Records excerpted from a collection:
BEGIN
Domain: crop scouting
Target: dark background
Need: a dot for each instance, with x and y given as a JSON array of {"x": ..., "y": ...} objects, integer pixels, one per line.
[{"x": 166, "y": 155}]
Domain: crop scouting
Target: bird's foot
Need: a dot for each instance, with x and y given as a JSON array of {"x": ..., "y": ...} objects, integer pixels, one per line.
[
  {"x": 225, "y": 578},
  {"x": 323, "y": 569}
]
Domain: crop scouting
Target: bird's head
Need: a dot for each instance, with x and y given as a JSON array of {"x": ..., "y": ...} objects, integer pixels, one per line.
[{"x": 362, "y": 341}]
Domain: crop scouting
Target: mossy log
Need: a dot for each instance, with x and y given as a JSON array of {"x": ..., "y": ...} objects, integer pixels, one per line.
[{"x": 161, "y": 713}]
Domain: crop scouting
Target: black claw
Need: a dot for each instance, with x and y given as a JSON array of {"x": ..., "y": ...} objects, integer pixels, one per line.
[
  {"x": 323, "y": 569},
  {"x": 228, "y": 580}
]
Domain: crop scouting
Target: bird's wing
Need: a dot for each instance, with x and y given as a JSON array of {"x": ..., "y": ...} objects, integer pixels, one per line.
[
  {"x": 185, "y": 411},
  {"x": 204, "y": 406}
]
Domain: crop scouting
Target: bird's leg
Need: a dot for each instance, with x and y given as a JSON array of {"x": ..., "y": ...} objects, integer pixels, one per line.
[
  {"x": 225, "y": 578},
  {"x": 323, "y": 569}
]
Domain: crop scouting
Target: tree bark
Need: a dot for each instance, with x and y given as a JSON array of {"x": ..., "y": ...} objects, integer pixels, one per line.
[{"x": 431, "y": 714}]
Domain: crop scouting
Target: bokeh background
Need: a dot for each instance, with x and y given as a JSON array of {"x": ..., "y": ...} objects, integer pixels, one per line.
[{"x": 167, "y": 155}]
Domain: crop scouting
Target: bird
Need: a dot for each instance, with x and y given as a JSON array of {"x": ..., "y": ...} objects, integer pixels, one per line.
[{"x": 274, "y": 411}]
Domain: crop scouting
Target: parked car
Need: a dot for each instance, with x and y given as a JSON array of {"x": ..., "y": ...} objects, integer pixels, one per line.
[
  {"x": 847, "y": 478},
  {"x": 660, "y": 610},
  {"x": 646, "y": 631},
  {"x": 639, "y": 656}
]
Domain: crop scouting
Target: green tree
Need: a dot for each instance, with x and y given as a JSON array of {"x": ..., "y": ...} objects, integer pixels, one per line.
END
== Exercise goal ==
Count the lines of the listing above that contain the string "bird", and reply with the number alone.

== Completed task ==
5